[Start Page excerpt]
I’m not saying that people can’t be redeemed and transformed by the Gospel unless they understand these things first, but I am saying there are a lot of baby Christians who have been stunted in their growth for too long because they haven’t been eating enough meat.

The Christian life should be unmistakably marked by joy, peace, love, and worship.

One thing that really disturbs me after spending so much time in the Bible over the last 6 months is how attitudes of fear, despair, and avarice pervade the American Church. So many Christians seem to be lost in the wilderness, creating golden calves as God’s stand-in because they can’t see that He is enthroned on the mountain right in front of their faces. When they should be dancing in triumph because their God has won, when they should be showering His abundant love on everyone they encounter because they’ve been so richly blessed by it, they are instead wallowing in the loss of cultural favor and shutting out those who might have needs — or they’re still standing in the prison cell of sin because no one told them Christ’s salvation is for NOW as much as it is for eternity.
[End Page excerpt]
▸ Task list:
(A) According to the excerpt, what four qualities should unmistakably mark the Christian life?
(B) Please explain, using the excerpt, why many Christians are described as creating golden calves as God's stand-in.
[Start Raw records]
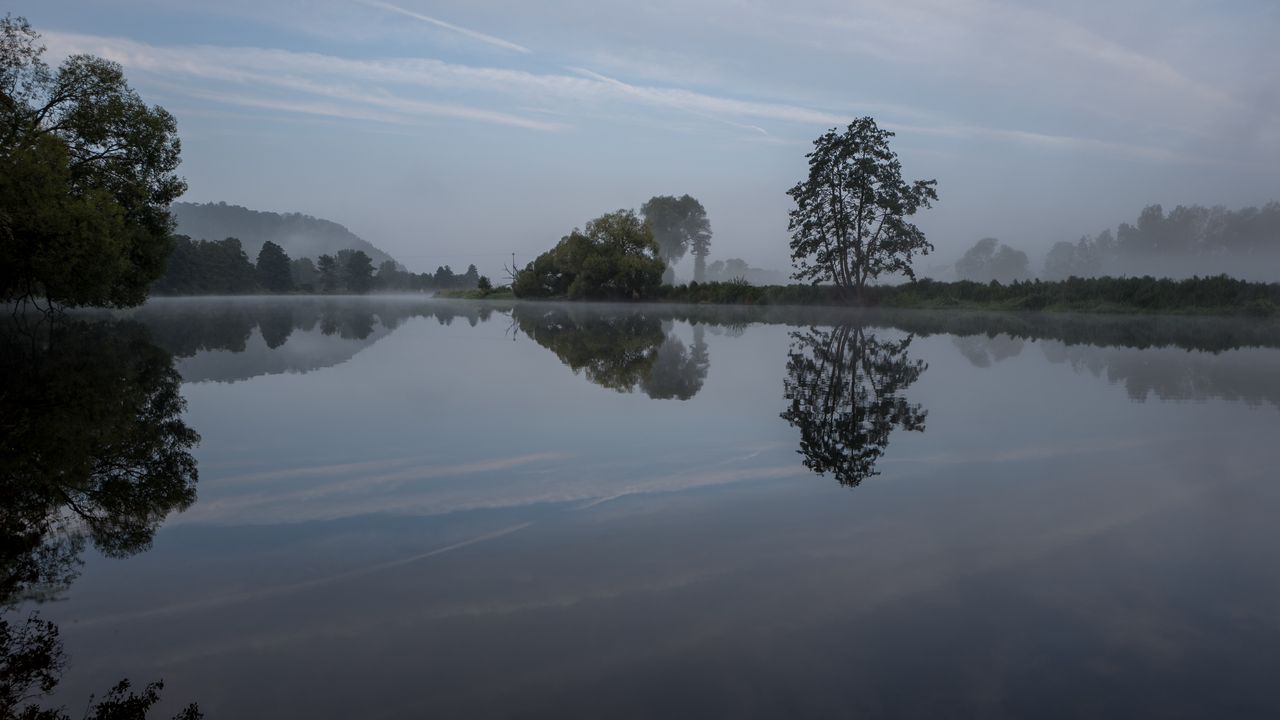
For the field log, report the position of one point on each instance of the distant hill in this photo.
(301, 236)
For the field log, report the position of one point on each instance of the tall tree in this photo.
(86, 178)
(327, 267)
(304, 273)
(357, 270)
(273, 268)
(849, 224)
(679, 224)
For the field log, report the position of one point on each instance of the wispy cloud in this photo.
(451, 27)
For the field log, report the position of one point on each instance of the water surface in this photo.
(416, 507)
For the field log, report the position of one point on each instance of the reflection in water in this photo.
(844, 386)
(92, 449)
(620, 350)
(982, 350)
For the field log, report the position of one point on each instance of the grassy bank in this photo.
(1194, 296)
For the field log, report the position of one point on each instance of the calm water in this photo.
(412, 507)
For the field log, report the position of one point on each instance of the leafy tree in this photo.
[End Raw records]
▸ Solution set:
(A) Joy, peace, love, and worship.

(B) They do so because they can't see that God is enthroned on the mountain right in front of their faces. Lost in the wilderness, they put a substitute in His place.